>>>>

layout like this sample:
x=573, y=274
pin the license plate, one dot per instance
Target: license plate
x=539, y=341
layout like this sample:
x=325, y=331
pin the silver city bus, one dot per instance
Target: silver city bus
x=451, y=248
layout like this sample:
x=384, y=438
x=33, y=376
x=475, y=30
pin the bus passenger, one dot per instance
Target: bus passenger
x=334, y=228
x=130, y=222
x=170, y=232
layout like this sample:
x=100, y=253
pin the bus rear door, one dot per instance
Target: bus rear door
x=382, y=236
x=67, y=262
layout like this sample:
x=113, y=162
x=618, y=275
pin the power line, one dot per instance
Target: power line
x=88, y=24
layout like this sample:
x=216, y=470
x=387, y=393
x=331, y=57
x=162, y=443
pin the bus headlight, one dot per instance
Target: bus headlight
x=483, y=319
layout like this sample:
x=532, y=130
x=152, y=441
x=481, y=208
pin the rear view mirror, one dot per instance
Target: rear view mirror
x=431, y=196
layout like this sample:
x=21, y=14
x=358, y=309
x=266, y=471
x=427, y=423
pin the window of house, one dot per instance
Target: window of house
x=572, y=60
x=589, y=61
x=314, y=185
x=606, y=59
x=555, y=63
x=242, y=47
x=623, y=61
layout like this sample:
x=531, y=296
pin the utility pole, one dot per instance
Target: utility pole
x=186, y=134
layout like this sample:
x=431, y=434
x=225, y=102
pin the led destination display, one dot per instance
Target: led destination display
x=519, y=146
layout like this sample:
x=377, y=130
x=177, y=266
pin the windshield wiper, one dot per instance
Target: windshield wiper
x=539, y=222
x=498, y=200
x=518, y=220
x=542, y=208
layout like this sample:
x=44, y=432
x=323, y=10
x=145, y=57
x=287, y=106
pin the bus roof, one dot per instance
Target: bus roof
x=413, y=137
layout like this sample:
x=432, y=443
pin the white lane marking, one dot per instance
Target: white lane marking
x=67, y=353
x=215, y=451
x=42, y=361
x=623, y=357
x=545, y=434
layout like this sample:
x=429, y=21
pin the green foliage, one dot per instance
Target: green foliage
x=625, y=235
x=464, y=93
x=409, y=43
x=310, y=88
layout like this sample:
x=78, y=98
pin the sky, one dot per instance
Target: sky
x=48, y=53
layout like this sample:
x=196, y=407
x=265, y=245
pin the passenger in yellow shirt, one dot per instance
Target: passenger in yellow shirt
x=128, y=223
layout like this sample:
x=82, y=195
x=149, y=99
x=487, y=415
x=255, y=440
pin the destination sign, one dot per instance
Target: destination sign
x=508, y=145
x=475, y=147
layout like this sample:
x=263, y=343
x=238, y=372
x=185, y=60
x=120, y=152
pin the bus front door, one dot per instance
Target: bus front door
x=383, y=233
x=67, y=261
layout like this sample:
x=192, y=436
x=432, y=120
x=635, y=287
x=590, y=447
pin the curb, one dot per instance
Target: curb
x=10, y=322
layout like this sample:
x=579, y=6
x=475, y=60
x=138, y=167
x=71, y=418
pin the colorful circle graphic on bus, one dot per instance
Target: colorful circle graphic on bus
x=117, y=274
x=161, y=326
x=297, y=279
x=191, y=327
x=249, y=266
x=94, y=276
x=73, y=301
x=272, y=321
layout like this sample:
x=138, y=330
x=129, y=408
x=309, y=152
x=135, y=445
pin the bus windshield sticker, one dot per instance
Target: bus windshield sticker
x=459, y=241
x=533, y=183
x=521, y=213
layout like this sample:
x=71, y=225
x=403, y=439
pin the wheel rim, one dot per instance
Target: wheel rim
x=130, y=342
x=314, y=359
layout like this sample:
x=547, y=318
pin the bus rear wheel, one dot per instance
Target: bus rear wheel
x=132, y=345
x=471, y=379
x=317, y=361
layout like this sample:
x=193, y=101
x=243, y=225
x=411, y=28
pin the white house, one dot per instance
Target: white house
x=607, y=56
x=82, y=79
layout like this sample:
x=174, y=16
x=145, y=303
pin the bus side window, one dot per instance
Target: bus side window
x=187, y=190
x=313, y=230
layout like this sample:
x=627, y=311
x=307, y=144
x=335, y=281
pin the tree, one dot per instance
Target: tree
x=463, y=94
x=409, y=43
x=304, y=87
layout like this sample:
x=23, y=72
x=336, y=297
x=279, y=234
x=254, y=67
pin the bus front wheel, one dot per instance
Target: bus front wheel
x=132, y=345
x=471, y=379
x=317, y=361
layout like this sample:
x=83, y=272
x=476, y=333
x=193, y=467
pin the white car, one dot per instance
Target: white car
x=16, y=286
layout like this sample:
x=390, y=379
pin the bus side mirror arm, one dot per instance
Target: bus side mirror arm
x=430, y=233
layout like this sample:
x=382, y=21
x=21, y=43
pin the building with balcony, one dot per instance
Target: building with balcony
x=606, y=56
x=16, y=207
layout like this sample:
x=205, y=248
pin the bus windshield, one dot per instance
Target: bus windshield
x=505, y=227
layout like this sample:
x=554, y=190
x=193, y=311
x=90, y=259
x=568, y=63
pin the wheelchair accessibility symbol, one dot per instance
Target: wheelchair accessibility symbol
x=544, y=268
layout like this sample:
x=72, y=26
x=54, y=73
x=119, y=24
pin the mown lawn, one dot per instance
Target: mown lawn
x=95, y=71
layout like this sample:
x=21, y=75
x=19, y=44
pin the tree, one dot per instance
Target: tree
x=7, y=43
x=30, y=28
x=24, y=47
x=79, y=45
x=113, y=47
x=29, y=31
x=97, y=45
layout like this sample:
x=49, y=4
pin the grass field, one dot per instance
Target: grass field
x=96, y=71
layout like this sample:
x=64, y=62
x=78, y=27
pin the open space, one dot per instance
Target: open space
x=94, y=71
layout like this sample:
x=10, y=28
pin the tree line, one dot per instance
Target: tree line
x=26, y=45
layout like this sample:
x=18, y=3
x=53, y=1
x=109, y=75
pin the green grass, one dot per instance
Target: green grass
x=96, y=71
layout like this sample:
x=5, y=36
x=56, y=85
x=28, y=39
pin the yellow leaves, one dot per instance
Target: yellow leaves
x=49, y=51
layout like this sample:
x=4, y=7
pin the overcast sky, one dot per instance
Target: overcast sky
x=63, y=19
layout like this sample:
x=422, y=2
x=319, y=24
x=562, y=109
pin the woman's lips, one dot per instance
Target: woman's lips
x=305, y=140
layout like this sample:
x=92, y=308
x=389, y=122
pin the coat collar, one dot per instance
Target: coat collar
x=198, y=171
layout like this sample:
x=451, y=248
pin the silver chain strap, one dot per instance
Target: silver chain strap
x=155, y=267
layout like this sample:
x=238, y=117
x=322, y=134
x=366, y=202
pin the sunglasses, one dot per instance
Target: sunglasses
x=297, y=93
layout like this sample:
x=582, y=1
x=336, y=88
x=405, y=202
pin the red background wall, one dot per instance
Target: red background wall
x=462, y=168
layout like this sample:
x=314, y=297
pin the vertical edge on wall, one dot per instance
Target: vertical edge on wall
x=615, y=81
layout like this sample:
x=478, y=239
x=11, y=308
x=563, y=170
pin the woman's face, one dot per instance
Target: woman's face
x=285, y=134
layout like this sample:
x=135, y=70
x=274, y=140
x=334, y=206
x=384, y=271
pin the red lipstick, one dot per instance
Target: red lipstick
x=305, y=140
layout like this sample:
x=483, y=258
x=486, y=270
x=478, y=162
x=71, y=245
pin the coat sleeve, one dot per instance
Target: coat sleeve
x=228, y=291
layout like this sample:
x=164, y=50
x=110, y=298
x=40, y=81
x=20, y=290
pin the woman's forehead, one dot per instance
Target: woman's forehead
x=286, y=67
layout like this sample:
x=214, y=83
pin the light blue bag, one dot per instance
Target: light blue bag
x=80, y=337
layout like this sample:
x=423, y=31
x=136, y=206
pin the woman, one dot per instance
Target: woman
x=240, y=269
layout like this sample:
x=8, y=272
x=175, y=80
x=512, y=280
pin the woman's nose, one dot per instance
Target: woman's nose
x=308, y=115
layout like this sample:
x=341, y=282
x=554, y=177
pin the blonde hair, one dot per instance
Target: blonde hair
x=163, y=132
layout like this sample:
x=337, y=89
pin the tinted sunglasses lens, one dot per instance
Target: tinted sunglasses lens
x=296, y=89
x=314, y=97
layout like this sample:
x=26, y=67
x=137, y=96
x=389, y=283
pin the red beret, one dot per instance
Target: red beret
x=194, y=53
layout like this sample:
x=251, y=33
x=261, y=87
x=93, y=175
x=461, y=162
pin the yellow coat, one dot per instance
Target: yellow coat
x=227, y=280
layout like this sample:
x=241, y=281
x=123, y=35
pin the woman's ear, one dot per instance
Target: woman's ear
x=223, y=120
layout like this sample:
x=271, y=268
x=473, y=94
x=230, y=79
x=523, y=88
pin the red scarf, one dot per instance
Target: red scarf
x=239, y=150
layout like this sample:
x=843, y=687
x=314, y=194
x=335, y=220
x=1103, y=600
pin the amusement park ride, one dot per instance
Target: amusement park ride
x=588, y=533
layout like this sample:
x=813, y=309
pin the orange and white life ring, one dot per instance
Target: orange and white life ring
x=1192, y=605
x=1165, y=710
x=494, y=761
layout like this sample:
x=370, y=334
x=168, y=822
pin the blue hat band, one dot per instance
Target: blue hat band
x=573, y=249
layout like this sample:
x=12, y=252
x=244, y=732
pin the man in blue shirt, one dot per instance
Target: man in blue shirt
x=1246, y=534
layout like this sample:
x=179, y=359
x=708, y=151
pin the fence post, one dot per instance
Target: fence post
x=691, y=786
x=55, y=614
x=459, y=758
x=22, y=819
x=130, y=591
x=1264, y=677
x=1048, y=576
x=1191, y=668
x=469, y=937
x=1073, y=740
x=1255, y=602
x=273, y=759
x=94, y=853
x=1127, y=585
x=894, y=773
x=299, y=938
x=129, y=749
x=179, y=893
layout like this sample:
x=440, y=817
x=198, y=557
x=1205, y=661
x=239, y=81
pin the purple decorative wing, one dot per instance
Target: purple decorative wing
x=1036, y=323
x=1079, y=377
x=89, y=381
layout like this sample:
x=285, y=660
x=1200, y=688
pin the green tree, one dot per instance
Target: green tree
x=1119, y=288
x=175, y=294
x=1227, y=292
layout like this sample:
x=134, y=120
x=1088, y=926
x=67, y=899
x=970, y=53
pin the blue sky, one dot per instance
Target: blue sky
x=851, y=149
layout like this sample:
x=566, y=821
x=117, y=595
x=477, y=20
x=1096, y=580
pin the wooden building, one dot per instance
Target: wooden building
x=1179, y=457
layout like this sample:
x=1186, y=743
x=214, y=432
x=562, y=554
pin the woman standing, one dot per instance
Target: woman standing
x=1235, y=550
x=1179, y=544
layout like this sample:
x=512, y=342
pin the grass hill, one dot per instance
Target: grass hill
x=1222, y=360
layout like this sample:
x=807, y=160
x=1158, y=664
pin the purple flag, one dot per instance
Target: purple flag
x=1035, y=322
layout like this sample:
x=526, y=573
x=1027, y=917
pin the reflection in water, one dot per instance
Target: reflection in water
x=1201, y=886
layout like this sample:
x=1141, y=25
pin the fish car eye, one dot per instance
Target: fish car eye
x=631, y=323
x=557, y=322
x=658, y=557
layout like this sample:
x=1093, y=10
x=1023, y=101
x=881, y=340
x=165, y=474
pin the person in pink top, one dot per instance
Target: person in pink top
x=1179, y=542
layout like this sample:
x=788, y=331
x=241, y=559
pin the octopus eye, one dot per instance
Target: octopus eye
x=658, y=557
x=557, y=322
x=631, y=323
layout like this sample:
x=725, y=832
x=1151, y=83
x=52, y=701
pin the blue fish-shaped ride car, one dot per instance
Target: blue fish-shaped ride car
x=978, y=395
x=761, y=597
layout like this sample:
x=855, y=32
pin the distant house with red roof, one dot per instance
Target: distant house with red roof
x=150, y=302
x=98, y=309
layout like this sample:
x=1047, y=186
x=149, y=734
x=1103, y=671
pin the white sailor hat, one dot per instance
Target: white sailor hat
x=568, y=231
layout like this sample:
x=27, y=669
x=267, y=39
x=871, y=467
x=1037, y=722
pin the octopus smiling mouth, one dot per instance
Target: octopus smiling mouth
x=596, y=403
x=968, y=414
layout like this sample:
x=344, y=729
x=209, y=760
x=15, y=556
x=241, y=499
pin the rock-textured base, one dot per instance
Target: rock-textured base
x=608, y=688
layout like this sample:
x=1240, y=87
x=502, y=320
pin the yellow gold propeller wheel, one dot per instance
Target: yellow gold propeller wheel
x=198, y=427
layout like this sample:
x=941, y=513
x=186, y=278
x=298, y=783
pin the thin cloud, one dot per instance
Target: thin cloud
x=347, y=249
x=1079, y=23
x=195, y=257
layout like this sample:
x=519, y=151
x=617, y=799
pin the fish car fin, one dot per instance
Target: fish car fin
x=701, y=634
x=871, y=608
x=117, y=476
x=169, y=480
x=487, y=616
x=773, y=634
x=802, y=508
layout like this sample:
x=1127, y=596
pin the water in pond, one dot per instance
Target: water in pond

<<<<

## DIRECTIONS:
Which lines in the items above contain the word "license"? Copy each such line.

## WRITTEN RESPONSE:
pin the license plate, one dot per instance
Target: license plate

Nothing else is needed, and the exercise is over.